● Verilen metin:
-- -- --
19.09.2021 - 23:08 | Son Güncellenme:
milliyet.com.tr
İlk olarak 2019'un son günlerinde Çin'in Wuhan kentinde ortaya çıkan koronavirüs ile mücadele son hız devam ediyor. 225 milyondan fazla kişiye bulaşan virüs yaklaşık 5 milyon kişinin hayatını kaybetmesine neden oldu.
Neredeyse 2 yıldır hayatımızda olan koronavirüs son dönemde geçirdiği mutasyonlar ve varyantlarla gündemde. Son dönemde ortaya çıkan varyantlar ile virüs yeniden pek çok bölgede kabus yaşatıyor.
Virüsle mücadele etmek için yapılan kapsamlı çalışmalara bir yenisi daha eklendi. Bilim dünyasının gündemine bomba gibi düşen çalışma ezber bozan sonuçlara ev sahipliği yaptı.
İngiliz Daily Mail gazetesinde yer alan habere göre, bilim insanları virüsün yeni varyantları çıktıkça yaşadığı değişimi belirlemeyi başardı. Buna göre, virüs 'havada daha iyi yayılmak için' evrim geçiriyor.
Yeni bir araştırmaya göre, son Kovid-19 varyantları, hava yoluyla bulaşmada koronavirüsün orijinal versiyonundan çok daha usta.
Maryland Üniversitesi araştırmacıları, ilk olarak Birleşik Krallık'ta tanımlanan Alfa varyantını analiz ettiler ve taşıyıcıların, orijinal virüsle enfekte olanlardan 43 ila 100 kat daha fazla bulaşıcı viral aerosol soluduğunu keşfettiler.
Klinik Enfeksiyon Hastalıkları dergisinde yayınlanan çalışmaya imza atan bilim insanları, yüz maskesi kullanmanın genellikle solunan viral partikül miktarını yarıya indirdiğini söylüyor.
Maryland Halk Sağlığı Okulu'ndan çevre sağlığı profesörü olan Dr. Don Milton, bir üniversite yayınında, “Son çalışmamız hava yoluyla bulaşmanın önemine dair daha fazla kanıt sağlıyor” dedi.
"Şu anda dolaşan Delta varyantının Alpha varyantından bile daha bulaşıcı olduğunu biliyoruz." diyen Dr. Don Milton, uyarıyor: "Araştırmamız, varyantların havada dolaşmada daha iyi olmaya devam ettiğini gösteriyor, bu nedenle virüsün yayılmasını durdurmaya yardımcı olmak için aşılamaya ek olarak daha iyi havalandırma sağlamalı ve sıkı oturan maskeler takmalıyız.”
Bilim adamları, bu yeni varyantların, enfekte taşıyıcılar için vücutta bulunan virüs miktarını ifade eden çok daha büyük bir "viral yük" ile sonuçlandığını açıklıyor.
-- -- --
● Çıkarılan bilgiler:
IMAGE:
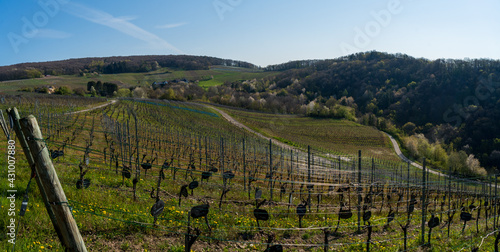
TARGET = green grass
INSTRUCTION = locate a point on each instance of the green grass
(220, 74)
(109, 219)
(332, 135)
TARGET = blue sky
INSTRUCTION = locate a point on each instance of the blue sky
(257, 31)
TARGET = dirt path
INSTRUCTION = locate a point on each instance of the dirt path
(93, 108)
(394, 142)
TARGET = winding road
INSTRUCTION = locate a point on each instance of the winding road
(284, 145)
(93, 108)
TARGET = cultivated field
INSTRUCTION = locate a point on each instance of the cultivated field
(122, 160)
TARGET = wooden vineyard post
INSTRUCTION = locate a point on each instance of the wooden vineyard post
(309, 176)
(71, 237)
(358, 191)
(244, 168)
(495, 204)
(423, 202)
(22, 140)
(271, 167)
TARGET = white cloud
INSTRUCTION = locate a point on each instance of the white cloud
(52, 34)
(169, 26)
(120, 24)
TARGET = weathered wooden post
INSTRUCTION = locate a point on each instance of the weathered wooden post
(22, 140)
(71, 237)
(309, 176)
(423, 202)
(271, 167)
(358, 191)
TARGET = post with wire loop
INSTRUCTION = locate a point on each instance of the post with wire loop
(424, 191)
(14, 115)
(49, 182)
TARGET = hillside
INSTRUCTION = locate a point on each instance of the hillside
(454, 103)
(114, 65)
-- -- --
● Yapılacak iş: Koronavirüs varyantlarının havada yayılmasını anlatan haberi, son cümlesinden sonra devam ettirir misin?

● Görevin sonucu:
Bununla birlikte, yeni çalışma, Alfa varyantı taşıyıcıları tarafından havaya salınan koronavirüs miktarının, viral yüklerin tek başına yapması gerekenden tam 18 kat daha fazla olduğunu ortaya çıkardı.
Bu, SARS-CoV-2'nin zaman geçtikçe hava yoluyla seyahat ve bulaşmada kelimenin tam anlamıyla geliştiğini gösteriyor. Çalışma Klinik Enfeksiyon Hastalıkları dergisinde yayınlandı.
Araştırmanın yardımcı baş yazarı ve doktora öğrencisi Jianyu Lai, "Alfa varyant enfeksiyonlarında tükürük ve burun sürüntülerindeki virüsün arttığını zaten biliyorduk. Burundan ve ağızdan gelen virüs, enfekte bir kişinin yakınına kadar büyük damlacıkların püskürtülmesiyle bulaşabilir. Ancak çalışmamız, solunan aerosollerdeki virüsün daha da arttığını gösteriyor” diye açıklıyor.
Öte yandan yüz maskesi testleri, gevşek oturan bez ve cerrahi maskeler gibi yaygın olarak kullanılan yüz kaplamalarının, nefes alırken havaya salınan virüs yüklü parçacıkların miktarını azalttığını ve miktarı yaklaşık yüzde 50 azalttığını gösterdi.
Bununla birlikte, sonuçlar kesinlikle yüz maskelerinin tek başına tam koruma sağlayabileceğini önermiyor. Dr. Jennifer German, koronavirüsün verdiğimiz nefeste olabileceği, nefes verirken daha güçlü hale geldiğini vurguladı.
Çalışma yazarları, aşılar, sıkı oturan maskeler, iyileştirilmiş havalandırma, artırılmış filtreleme ve UV hava sanitasyonu dahil olmak üzere halka açık veya kapalı alanlarda Kovid 19'un önlenmesine "katmanlı bir yaklaşım" öneriyor.